(Data for this task begins)
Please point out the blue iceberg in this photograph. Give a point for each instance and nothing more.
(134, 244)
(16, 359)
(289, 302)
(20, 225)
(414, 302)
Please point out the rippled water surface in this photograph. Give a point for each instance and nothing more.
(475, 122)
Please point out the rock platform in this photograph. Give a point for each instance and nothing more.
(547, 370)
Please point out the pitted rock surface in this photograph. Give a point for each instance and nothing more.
(Data for this task ends)
* **What the task requires**: Copy all the records above exactly, missing none.

* **Output**:
Please point out the blue iceberg in this photograph. Give a point for each instance and nothing more.
(134, 244)
(16, 359)
(289, 302)
(20, 225)
(414, 302)
Please point out the rippled water surface in this photograph. Give a point for each instance and nothing more.
(475, 122)
Please point out the rock platform in this photograph. Give a point for each instance and nothing more.
(547, 370)
Please point out the pitted rock surface in this photograph. Give a point for each instance and nothing more.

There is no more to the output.